• [DOCUMENT PASSAGE]
===

To give you a feel for what’s possible, the examples below aren’t real client signatures (so privacy is protected), but they show the level of detail and accuracy a skilled tattoo artist can capture. From scrawled, hurried signatures to careful, looping ones, all of them can be lifted faithfully onto your skin. Take a clear, well-lit photo of your loved one’s actual signature, send it through, and we can talk you through how to take it to your local artist.
If you’d like to see more about how the ashes-infused ink sits inside lettering and fine-line work, our process page goes into the detail.
Tree Of Life Memorial Tattoo Designs
The tree of life is one of the most quietly powerful symbols you can choose for a memorial tattoo. Roots, trunk, branches, leaves, all connecting downwards and upwards, holding the family together across generations. For people who’ve lost a parent, a grandparent, a partner or a child, it carries a meaning that words can struggle to reach.
The tree of life works in lots of forms. A small, simple line drawing on the wrist. A larger centrepiece across the back or shoulder, with names of loved ones woven into the roots or the branches. A circular Celtic-style design framed in ink, traditional, timeless, and deeply meaningful. Some clients add birds in the branches, a single leaf in their loved one’s favourite colour, or a date carved into the trunk.
Done in our commemorative tattoo ink, every leaf and every line holds a part of the person you’ve lost, woven through the very thing that represents life continuing.
Infinity Sign Memorial Tattoo Designs
An infinity sign is small in size and huge in meaning. The loop that goes on forever, which is exactly what love does after someone is gone. For people who want a memorial tattoo that’s quiet, subtle and discreet, the infinity is hard to beat. It sits beautifully on the wrist, the inside of the forearm, behind the ear, on the collarbone or on a finger.
The simple version on its own is striking. But the infinity also pairs effortlessly with other elements. A name woven into the loop. A small heart joining the two curves. A date written underneath. The word “forever,” “always,” or a short personal phrase running through it. A small flower at the centre. A paw print tucked into one side.
Whether you want it left simple or built into something more layered, an infinity sign in our ink carries your loved one inside a symbol that says everything in a single line.
Bringing It Together
Whatever you choose, the design above is only half of the tattoo. The other half is what’s in the ink. With our ashes-infused Cremation Ink ®, your loved one is woven through every line and shade of the finished piece, not just represented by it.

===

• [REQUIRED WORK]
(a) What does the memorial tattoo passage call its ashes-infused ink?
(b) Put the part of the entries that opens with the line containing "Report the location of every instance of the stone masonry" and runs through the end of the entries into a numbered list, omitting blank lines.

===

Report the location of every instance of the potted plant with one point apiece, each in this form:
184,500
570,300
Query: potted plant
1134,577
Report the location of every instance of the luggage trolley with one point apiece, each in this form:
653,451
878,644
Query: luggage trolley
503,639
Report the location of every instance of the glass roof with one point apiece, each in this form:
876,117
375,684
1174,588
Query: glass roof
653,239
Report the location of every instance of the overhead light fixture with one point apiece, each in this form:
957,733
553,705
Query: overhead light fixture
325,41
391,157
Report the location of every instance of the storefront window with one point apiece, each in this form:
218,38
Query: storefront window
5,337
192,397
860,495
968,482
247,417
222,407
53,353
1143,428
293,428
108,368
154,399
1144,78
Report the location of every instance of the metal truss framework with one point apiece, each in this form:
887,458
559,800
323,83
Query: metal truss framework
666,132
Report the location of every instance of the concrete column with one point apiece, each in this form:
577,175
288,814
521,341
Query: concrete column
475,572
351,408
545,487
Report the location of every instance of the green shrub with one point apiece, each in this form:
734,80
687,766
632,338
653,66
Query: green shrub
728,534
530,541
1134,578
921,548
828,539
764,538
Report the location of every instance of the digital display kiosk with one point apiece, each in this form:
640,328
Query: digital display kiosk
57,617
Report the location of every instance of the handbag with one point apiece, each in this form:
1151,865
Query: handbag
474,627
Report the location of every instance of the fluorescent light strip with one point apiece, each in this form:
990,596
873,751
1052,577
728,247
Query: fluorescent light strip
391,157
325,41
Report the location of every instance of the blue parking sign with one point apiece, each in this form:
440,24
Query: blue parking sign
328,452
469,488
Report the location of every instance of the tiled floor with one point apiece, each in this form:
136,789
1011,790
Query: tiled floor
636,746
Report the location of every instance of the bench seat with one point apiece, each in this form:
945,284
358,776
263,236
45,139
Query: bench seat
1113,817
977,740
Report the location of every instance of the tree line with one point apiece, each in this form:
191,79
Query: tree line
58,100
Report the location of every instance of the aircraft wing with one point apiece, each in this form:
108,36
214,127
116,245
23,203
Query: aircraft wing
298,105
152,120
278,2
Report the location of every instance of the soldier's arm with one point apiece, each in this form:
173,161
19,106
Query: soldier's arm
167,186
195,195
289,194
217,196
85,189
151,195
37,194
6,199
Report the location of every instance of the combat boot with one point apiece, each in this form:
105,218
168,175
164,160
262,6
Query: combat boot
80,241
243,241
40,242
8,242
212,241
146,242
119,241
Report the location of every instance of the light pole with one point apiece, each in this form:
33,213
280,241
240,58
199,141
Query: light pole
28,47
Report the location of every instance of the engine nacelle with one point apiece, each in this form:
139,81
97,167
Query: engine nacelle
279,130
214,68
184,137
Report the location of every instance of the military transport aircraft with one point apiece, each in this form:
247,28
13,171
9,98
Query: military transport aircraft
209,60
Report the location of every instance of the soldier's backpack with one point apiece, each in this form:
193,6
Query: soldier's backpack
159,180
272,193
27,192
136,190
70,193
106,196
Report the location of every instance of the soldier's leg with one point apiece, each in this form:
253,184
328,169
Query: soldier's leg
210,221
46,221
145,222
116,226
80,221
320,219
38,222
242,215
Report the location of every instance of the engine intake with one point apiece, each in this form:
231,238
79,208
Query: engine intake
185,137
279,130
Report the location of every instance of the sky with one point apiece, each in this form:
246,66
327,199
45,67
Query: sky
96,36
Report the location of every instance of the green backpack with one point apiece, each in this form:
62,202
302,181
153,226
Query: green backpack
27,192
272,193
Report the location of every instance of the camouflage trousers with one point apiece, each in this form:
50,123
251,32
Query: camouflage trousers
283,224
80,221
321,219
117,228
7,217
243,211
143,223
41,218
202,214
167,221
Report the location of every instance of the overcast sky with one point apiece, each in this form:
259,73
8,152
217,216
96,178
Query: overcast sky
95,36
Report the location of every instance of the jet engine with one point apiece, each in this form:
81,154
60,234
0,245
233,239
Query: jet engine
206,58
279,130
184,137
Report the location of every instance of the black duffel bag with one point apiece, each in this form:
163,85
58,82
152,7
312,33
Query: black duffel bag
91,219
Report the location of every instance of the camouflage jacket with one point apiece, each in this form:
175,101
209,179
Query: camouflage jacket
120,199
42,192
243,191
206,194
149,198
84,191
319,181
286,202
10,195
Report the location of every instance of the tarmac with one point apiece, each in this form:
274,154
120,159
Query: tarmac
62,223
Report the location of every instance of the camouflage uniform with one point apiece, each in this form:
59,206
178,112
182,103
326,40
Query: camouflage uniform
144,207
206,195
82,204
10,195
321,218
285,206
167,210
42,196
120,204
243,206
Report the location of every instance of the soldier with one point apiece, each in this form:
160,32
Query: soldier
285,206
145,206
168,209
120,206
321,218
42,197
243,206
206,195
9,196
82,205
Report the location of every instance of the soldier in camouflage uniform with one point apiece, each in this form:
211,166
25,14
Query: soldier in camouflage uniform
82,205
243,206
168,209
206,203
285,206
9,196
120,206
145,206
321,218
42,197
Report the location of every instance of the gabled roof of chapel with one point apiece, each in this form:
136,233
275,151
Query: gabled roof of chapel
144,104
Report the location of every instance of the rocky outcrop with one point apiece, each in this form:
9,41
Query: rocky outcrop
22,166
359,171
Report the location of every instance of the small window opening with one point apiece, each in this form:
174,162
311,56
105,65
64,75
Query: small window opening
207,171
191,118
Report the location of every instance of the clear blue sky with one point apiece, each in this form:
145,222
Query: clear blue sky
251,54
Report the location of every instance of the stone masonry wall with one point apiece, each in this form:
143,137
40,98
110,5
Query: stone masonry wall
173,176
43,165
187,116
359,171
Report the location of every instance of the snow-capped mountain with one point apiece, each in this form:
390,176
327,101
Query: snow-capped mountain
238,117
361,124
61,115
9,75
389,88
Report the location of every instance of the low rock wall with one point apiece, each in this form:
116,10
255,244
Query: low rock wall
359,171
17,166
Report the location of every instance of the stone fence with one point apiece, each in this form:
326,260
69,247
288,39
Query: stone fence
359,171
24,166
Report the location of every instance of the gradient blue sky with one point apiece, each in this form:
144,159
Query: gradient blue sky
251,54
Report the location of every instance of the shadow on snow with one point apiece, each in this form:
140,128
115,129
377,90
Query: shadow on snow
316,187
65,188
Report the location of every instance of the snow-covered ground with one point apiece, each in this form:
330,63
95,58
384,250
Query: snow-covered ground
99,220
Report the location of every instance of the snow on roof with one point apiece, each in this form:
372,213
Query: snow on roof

===

• [SOLUTIONS BY TASK]
(a) Cremation Ink ®

(b)
1. Report the location of every instance of the stone masonry wall with one point apiece, each in this form:
2. 143,137
3. 40,98
4. 110,5
5. Query: stone masonry wall
6. 173,176
7. 43,165
8. 187,116
9. 359,171
10. Report the location of every instance of the snow-capped mountain with one point apiece, each in this form:
11. 390,176
12. 327,101
13. Query: snow-capped mountain
14. 238,117
15. 361,124
16. 61,115
17. 9,75
18. 389,88
19. Report the location of every instance of the low rock wall with one point apiece, each in this form:
20. 116,10
21. 255,244
22. Query: low rock wall
23. 359,171
24. 17,166
25. Report the location of every instance of the stone fence with one point apiece, each in this form:
26. 326,260
27. 69,247
28. 288,39
29. Query: stone fence
30. 359,171
31. 24,166
32. Report the location of every instance of the gradient blue sky with one point apiece, each in this form:
33. 144,159
34. Query: gradient blue sky
35. 251,54
36. Report the location of every instance of the shadow on snow with one point apiece, each in this form:
37. 140,128
38. 115,129
39. 377,90
40. Query: shadow on snow
41. 316,187
42. 65,188
43. Report the location of every instance of the snow-covered ground with one point apiece, each in this form:
44. 330,63
45. 95,58
46. 384,250
47. Query: snow-covered ground
48. 99,220
49. Report the location of every instance of the snow on roof with one point apiece, each in this form:
50. 372,213
51. Query: snow on roof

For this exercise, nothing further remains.